• _TASK MATERIAL_:
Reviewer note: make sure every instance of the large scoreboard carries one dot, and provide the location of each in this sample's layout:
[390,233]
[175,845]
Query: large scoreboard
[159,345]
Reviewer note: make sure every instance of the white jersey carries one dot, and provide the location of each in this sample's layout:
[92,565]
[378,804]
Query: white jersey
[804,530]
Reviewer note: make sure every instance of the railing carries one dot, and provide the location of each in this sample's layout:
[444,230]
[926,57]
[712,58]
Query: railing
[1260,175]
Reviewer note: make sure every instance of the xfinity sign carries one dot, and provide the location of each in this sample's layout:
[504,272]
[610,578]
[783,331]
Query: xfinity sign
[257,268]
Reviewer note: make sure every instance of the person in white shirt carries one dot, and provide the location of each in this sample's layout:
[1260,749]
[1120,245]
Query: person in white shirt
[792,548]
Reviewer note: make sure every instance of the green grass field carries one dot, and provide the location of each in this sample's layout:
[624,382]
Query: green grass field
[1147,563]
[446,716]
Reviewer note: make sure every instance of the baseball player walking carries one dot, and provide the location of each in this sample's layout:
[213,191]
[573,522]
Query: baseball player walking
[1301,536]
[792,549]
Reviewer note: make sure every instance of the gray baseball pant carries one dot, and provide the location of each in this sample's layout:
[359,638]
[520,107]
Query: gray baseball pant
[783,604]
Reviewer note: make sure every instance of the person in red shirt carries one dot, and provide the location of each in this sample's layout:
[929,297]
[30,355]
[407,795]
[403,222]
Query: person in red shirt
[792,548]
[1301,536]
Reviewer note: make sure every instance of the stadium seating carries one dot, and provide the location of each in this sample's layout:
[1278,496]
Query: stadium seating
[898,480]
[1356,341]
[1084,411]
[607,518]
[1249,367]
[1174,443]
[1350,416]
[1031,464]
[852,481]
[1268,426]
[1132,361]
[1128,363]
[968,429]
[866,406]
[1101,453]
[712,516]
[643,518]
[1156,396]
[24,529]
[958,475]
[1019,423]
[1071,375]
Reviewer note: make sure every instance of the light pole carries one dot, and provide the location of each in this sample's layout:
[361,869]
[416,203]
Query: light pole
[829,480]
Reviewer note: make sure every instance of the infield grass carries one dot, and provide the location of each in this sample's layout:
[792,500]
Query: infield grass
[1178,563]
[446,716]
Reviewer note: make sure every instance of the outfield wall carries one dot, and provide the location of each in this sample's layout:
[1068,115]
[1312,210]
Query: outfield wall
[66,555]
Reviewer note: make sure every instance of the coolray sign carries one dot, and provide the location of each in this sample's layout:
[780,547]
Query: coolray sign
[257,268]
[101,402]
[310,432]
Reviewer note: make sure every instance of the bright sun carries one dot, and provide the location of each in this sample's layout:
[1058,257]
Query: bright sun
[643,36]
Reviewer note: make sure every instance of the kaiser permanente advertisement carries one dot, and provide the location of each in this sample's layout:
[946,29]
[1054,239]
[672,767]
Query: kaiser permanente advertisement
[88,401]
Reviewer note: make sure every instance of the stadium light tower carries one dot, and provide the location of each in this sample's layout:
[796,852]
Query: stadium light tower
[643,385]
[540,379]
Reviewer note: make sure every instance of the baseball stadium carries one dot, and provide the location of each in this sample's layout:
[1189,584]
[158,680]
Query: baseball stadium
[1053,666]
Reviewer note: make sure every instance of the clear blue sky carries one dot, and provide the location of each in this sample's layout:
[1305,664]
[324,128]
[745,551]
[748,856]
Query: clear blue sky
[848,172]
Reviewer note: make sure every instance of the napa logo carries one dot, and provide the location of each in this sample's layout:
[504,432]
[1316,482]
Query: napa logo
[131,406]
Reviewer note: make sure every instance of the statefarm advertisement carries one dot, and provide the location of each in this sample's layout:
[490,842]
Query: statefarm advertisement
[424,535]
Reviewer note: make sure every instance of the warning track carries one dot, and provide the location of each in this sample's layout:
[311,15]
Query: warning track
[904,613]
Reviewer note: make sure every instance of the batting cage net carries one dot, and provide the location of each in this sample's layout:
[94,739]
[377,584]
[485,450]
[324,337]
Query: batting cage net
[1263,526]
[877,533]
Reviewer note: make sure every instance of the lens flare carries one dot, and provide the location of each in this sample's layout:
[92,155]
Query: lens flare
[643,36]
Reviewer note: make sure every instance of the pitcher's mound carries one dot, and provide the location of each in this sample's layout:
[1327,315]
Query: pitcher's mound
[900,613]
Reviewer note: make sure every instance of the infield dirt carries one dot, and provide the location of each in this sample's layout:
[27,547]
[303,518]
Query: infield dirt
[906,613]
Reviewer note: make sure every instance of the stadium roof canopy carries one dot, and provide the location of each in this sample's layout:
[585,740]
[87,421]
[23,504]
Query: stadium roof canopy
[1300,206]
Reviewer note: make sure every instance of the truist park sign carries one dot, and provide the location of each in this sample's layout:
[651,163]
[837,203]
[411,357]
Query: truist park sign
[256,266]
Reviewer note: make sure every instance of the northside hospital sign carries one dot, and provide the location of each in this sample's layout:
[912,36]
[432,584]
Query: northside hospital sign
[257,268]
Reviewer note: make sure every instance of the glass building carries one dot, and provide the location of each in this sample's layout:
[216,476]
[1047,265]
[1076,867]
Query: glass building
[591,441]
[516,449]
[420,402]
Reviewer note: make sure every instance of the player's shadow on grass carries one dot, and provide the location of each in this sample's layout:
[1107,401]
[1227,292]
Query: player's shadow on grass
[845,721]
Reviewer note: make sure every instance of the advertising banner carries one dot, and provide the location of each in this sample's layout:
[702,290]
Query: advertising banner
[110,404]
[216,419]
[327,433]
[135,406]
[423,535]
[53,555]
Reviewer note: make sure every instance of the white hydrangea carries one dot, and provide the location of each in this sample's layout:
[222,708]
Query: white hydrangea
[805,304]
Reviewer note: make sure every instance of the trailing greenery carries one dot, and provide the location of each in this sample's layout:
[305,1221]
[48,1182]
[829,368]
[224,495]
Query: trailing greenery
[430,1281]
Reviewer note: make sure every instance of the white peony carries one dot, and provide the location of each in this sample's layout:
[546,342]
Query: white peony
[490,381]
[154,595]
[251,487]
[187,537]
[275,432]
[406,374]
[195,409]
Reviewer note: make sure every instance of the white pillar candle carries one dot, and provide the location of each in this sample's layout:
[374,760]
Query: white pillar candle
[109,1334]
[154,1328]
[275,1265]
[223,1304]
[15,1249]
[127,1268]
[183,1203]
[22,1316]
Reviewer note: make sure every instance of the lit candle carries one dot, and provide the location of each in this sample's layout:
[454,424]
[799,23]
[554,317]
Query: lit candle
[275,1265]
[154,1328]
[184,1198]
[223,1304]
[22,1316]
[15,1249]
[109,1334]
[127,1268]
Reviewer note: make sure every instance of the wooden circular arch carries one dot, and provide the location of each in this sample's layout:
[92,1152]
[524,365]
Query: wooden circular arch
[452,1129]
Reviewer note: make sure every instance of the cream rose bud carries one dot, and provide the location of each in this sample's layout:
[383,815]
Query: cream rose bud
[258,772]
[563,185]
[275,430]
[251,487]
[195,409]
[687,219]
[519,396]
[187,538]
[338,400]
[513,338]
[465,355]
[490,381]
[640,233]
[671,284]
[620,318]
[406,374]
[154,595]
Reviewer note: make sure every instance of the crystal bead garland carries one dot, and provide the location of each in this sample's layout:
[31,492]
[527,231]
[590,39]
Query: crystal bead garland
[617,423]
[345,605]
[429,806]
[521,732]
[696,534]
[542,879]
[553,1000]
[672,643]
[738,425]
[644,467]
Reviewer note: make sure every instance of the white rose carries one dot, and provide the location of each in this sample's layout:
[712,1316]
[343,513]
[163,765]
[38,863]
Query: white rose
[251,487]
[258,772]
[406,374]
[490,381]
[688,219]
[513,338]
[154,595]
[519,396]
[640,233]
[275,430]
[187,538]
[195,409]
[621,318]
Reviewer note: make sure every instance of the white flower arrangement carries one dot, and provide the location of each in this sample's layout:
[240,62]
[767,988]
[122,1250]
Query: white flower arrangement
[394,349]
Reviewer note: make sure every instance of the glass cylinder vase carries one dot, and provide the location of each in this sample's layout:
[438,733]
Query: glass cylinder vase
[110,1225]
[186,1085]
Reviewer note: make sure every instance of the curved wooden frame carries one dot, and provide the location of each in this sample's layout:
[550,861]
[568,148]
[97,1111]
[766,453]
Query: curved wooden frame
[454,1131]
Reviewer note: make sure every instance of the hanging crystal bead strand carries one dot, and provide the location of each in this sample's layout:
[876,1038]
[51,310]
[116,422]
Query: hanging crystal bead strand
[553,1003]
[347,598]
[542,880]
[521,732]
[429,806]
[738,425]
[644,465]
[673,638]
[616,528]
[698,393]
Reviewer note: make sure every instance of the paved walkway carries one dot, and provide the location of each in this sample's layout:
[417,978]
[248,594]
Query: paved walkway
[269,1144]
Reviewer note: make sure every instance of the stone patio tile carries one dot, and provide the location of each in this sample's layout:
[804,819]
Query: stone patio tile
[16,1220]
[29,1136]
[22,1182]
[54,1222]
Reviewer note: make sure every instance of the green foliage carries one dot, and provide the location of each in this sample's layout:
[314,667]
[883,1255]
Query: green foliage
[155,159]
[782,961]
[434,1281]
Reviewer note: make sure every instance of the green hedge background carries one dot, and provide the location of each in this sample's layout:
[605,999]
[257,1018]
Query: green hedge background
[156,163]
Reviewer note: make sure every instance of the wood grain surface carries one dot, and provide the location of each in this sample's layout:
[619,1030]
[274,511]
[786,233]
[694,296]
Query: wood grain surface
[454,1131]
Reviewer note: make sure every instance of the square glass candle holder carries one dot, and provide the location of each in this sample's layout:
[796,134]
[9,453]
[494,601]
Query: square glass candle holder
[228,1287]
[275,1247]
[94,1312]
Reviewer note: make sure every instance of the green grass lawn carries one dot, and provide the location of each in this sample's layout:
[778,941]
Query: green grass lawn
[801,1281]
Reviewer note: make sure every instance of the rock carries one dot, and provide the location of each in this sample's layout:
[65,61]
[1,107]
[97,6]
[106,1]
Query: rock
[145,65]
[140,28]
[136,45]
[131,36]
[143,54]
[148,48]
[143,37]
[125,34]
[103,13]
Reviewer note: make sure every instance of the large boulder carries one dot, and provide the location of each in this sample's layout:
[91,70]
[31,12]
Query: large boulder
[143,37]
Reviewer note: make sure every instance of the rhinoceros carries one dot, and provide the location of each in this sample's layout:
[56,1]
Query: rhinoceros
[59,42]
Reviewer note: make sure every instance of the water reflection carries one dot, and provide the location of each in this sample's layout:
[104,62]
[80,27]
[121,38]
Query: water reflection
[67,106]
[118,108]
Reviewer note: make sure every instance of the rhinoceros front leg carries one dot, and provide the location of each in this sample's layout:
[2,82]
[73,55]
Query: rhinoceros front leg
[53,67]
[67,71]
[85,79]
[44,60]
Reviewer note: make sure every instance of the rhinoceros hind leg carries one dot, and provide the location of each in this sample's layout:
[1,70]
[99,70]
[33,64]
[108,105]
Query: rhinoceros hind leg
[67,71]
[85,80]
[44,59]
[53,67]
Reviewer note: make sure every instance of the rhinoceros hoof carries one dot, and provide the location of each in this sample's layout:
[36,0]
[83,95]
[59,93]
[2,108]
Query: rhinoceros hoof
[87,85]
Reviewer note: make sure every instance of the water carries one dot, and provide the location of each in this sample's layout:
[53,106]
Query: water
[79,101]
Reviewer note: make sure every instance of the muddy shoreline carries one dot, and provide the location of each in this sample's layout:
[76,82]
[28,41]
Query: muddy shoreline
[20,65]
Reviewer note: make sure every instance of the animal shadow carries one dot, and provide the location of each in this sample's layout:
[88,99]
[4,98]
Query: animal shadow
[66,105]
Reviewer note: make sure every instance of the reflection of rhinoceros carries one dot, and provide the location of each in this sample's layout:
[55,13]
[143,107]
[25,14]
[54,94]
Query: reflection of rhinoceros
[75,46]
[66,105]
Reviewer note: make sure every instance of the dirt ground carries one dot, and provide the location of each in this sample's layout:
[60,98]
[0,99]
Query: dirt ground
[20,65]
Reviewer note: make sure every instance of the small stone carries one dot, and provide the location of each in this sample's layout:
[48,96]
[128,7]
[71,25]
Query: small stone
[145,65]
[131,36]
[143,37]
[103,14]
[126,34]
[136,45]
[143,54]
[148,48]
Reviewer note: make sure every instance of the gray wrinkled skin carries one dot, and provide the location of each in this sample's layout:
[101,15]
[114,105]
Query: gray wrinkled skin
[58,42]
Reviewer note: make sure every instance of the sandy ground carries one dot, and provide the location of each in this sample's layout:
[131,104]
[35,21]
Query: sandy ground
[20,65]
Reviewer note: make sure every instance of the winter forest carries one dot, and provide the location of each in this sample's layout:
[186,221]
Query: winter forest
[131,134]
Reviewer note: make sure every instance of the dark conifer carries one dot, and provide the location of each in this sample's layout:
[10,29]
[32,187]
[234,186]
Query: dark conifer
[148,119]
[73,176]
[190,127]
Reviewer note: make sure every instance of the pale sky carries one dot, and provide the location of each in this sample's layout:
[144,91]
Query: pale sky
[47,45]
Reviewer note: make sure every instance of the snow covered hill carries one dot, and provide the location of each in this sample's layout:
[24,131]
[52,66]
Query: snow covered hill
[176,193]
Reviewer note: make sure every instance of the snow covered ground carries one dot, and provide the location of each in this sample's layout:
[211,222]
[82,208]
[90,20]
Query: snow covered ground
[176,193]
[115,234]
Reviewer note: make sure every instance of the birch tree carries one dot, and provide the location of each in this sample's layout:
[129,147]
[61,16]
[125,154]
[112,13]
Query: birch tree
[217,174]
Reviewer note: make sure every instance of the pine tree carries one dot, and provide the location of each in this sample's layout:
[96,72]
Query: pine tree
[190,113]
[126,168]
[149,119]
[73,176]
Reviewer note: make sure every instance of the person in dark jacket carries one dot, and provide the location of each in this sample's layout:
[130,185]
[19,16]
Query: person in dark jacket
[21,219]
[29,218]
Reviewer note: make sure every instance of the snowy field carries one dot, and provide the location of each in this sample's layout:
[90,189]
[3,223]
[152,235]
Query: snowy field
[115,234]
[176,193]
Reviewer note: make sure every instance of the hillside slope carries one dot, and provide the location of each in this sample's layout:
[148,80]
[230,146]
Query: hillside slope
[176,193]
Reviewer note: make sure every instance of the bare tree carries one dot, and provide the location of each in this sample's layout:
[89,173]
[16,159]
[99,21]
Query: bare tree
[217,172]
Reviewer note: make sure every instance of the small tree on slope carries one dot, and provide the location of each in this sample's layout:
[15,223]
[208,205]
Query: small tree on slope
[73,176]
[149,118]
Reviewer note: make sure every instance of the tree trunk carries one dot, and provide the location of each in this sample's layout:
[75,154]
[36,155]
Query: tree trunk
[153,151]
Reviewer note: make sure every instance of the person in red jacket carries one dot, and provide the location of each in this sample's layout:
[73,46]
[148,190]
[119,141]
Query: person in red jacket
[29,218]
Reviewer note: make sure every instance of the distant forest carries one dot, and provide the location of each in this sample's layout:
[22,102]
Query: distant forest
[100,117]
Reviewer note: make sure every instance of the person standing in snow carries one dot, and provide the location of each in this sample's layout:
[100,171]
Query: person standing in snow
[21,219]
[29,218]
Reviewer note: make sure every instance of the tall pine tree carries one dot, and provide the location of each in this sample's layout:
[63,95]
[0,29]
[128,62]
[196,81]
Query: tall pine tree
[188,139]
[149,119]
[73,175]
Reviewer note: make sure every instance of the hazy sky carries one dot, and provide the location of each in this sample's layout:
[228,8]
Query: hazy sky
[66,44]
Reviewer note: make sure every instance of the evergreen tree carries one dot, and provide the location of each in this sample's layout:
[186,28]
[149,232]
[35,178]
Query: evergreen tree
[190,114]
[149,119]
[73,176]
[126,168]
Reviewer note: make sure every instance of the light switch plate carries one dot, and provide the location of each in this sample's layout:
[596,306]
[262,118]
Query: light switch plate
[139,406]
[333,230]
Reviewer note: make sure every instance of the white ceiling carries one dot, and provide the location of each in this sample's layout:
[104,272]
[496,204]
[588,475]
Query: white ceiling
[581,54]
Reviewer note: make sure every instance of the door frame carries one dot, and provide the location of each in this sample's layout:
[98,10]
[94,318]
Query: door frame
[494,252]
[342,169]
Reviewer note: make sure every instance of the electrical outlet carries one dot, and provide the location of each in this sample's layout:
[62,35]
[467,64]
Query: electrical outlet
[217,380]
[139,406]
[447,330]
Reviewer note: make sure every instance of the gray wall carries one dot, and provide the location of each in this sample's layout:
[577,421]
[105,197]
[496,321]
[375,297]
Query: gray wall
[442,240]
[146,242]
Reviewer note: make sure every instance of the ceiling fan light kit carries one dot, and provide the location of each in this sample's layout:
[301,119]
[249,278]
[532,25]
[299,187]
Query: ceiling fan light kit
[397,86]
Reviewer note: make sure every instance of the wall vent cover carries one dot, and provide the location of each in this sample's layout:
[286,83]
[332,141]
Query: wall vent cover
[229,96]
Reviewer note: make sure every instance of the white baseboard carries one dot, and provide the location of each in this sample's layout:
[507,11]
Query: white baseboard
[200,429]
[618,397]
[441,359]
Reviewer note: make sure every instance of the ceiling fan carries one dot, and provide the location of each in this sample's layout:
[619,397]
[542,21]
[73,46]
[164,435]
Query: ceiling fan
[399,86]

• _PROBLEM TO SOLVE_: Extract from the records above the lines from the one containing "Query: pine tree" to the one containing "Reviewer note: make sure every instance of the small tree", both lines included, exactly as they appear and with nothing else.

• _SOLUTION FOR THIS EXERCISE_:
Query: pine tree
[190,113]
[126,168]
[149,119]
[73,176]
Reviewer note: make sure every instance of the person in dark jacket carries one dot, and provide the location of each in this sample's layout:
[130,185]
[19,16]
Query: person in dark jacket
[21,219]
[29,218]
Reviewer note: make sure every instance of the snowy field carries one dot, and provide the location of each in this sample's layout:
[90,189]
[3,223]
[152,235]
Query: snowy field
[115,234]
[176,193]
Reviewer note: make sure every instance of the hillside slope carries one dot, and provide the location of each in this sample's layout:
[148,80]
[230,146]
Query: hillside slope
[176,193]
Reviewer note: make sure every instance of the bare tree carries one dot, and provide the location of each in this sample's layout:
[89,173]
[16,159]
[99,21]
Query: bare tree
[217,172]
Reviewer note: make sure every instance of the small tree on slope carries one dot, and provide the location of each in this sample's layout:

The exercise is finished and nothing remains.